Instructions to follow: Copy out the records word for word, starting at the line that contains "Locate every instance of the laptop keyboard" and continuing up to and including the last line of the records.
Start of Given entries
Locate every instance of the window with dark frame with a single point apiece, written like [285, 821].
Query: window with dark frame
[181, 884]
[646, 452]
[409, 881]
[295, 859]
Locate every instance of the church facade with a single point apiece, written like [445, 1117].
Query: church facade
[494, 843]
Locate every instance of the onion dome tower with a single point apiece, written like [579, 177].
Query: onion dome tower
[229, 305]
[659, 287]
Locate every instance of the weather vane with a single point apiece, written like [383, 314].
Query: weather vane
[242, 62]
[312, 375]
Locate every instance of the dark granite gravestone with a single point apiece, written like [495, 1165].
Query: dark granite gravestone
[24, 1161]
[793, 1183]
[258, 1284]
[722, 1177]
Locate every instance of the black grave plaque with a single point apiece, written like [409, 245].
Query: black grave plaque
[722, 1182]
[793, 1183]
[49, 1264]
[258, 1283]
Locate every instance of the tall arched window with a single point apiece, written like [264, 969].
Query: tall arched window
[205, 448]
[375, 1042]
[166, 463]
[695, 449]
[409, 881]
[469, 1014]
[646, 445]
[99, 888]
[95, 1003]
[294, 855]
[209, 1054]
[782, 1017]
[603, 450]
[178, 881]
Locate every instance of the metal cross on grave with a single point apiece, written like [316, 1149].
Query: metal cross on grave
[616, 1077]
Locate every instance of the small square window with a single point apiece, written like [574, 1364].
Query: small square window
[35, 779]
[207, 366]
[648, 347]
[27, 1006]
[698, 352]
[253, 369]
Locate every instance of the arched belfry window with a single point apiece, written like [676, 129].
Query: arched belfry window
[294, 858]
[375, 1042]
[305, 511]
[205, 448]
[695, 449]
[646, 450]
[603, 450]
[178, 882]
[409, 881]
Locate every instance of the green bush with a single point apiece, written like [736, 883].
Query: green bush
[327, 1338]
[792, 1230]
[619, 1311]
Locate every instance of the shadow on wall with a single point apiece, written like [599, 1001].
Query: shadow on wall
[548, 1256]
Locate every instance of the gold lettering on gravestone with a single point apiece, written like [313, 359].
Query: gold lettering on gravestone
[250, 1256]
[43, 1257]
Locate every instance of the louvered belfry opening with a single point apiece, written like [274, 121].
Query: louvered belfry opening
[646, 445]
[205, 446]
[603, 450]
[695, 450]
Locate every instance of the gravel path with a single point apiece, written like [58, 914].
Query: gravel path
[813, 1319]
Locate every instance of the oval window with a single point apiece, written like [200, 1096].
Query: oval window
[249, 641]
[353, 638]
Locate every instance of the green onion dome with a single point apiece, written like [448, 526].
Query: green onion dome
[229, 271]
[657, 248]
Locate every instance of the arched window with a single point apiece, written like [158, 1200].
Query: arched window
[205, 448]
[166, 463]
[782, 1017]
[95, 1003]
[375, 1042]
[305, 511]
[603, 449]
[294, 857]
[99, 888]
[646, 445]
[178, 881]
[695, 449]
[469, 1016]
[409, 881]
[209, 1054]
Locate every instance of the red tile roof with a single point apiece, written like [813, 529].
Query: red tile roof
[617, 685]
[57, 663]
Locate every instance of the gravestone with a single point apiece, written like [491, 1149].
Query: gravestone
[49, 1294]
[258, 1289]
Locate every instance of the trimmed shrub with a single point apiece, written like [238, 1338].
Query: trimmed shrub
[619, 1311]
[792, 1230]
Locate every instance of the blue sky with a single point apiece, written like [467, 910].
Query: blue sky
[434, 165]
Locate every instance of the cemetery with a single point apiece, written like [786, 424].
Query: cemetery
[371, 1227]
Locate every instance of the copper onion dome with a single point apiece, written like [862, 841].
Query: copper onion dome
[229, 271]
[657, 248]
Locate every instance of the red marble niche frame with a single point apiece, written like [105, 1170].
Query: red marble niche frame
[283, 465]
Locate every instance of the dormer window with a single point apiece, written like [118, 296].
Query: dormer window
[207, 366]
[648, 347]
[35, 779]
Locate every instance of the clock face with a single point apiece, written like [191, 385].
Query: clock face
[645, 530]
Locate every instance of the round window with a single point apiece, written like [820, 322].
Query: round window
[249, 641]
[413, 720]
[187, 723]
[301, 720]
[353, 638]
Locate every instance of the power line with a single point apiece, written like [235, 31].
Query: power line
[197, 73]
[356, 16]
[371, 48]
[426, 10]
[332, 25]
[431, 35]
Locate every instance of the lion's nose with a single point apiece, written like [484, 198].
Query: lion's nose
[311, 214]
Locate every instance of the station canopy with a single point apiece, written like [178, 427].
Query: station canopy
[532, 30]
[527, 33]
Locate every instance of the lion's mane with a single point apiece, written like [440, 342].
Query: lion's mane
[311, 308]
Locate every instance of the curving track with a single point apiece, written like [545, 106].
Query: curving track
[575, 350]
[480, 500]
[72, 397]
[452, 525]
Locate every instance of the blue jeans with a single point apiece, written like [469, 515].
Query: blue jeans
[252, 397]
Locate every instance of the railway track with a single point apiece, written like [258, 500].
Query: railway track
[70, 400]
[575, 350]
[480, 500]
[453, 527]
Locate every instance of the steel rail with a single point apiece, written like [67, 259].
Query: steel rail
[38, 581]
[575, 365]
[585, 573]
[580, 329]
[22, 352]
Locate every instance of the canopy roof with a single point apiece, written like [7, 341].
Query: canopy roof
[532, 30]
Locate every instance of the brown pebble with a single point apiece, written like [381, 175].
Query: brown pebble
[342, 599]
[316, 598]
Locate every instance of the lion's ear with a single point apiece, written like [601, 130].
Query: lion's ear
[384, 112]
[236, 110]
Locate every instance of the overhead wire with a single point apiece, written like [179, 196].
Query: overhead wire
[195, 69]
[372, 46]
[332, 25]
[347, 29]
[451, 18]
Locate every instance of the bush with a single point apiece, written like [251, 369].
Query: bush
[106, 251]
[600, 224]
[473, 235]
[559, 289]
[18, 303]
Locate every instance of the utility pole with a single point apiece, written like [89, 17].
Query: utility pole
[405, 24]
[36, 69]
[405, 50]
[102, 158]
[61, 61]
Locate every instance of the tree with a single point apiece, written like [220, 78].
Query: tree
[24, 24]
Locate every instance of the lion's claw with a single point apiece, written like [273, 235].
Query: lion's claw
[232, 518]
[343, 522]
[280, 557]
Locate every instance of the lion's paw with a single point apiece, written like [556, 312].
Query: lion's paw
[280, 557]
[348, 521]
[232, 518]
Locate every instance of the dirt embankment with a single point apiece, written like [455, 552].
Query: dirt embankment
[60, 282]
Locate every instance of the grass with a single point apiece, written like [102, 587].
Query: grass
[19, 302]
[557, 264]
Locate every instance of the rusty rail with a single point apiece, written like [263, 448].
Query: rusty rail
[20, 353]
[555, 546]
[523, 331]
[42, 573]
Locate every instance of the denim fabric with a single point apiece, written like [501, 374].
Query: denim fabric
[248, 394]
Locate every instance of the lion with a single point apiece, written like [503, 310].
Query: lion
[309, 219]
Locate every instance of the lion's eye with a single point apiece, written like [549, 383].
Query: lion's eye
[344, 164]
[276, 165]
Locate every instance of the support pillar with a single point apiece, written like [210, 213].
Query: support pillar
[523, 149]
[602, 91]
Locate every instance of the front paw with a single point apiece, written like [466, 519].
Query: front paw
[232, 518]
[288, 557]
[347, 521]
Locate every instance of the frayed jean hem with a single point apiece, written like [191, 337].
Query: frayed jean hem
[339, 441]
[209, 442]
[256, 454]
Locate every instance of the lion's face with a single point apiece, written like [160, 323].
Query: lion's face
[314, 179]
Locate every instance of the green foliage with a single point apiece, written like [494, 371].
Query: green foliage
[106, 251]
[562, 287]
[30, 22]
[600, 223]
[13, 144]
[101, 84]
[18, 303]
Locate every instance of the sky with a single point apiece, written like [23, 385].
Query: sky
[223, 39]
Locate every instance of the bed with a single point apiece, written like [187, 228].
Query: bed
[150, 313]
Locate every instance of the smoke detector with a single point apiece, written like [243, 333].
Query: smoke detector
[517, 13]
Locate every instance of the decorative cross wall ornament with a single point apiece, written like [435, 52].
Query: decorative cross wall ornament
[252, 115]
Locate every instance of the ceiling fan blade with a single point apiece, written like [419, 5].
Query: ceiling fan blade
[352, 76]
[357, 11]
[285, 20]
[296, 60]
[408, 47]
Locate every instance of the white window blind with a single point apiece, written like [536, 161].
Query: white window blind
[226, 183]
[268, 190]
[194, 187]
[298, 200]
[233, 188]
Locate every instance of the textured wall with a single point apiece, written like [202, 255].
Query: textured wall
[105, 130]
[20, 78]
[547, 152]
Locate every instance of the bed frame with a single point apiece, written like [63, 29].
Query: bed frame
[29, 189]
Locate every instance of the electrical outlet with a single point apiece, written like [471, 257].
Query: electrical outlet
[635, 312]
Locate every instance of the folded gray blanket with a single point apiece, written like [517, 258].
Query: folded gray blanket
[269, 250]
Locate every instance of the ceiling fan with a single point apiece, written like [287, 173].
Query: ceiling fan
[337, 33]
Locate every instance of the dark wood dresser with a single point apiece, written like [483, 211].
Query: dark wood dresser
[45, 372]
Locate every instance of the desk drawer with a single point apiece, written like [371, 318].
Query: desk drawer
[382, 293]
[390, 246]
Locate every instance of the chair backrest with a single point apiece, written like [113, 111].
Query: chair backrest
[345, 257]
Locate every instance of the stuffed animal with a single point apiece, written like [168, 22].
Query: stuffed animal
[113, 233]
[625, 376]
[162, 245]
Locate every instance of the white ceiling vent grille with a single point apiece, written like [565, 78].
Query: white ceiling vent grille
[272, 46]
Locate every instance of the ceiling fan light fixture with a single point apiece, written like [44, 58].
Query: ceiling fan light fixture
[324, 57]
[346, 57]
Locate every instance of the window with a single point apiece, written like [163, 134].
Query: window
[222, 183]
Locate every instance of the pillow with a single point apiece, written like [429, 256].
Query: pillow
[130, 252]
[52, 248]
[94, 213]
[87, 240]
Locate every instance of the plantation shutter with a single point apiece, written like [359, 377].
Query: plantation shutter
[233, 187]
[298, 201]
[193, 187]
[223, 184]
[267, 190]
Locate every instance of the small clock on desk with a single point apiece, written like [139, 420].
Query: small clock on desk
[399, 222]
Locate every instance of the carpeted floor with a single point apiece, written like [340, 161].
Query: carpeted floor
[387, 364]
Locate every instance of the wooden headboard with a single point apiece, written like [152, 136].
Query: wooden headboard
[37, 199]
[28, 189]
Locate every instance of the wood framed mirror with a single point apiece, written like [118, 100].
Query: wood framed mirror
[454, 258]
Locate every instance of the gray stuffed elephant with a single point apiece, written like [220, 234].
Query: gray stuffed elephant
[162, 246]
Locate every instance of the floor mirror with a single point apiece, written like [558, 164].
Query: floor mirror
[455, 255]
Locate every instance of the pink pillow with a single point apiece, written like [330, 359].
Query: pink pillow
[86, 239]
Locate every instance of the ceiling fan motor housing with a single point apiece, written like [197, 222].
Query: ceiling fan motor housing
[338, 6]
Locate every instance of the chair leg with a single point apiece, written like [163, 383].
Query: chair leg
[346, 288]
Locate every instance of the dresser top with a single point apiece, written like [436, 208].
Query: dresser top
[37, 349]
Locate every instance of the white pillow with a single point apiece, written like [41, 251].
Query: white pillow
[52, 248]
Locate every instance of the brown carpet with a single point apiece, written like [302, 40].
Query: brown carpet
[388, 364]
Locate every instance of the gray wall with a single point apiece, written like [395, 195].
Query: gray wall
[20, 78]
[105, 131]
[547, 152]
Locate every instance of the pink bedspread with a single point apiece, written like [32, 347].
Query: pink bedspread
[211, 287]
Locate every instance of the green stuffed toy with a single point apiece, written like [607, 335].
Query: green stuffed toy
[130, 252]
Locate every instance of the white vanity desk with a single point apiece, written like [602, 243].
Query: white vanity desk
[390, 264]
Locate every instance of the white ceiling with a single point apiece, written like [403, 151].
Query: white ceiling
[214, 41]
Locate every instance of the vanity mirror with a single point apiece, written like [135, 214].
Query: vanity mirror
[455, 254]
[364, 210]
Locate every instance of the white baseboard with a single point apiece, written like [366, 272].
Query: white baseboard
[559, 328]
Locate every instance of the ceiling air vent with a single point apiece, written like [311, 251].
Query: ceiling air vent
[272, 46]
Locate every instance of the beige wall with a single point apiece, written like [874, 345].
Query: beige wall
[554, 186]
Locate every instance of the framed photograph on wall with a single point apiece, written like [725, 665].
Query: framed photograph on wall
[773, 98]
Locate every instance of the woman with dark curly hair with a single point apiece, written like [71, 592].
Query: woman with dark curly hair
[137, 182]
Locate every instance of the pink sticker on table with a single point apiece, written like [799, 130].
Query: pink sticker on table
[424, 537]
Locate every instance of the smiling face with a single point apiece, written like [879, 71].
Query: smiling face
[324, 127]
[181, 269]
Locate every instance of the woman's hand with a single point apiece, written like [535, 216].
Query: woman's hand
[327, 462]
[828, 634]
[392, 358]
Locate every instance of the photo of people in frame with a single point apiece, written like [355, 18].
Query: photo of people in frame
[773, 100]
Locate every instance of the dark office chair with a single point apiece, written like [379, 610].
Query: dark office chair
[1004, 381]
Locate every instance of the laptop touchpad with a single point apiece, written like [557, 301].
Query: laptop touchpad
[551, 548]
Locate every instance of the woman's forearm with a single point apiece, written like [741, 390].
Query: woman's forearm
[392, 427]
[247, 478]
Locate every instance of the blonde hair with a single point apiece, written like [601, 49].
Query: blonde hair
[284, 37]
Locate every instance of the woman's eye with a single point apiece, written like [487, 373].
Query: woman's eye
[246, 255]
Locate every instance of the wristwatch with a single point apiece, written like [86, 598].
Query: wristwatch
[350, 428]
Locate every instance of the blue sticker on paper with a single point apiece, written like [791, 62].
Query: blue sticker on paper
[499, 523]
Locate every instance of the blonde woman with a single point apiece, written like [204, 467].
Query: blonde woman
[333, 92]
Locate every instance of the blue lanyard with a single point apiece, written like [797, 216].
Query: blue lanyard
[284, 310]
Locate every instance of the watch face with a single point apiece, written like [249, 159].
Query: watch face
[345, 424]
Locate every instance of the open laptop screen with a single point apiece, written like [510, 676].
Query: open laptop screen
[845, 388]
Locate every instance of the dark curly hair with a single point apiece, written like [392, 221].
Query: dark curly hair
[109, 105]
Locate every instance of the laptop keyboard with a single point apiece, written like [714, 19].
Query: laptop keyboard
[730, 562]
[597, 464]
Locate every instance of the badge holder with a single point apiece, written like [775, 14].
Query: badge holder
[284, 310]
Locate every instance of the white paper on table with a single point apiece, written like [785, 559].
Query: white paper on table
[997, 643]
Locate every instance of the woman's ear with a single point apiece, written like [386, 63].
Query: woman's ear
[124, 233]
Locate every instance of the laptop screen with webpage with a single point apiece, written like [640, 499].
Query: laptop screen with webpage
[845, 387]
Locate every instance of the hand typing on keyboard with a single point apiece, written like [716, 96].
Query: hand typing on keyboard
End of Given entries
Written response:
Locate every instance of the laptop keyboard with a single point apiece, written like [714, 19].
Query: laptop keyboard
[730, 562]
[597, 464]
Locate every instance of the badge holder with a single point apiece, written like [775, 14].
Query: badge holder
[284, 310]
Locate every instance of the white paper on table with a single point apiece, written like [785, 559].
Query: white paper on table
[997, 643]
Locate every instance of the woman's ear with a single point apiece, written like [386, 63].
Query: woman's ear
[124, 233]
Locate every instance of the laptop screen with webpage with a single point apiece, written like [640, 499].
Query: laptop screen with webpage
[845, 387]
Locate every instance of the hand typing on keyboard with a single point apiece, written like [716, 96].
Query: hand typing on keyboard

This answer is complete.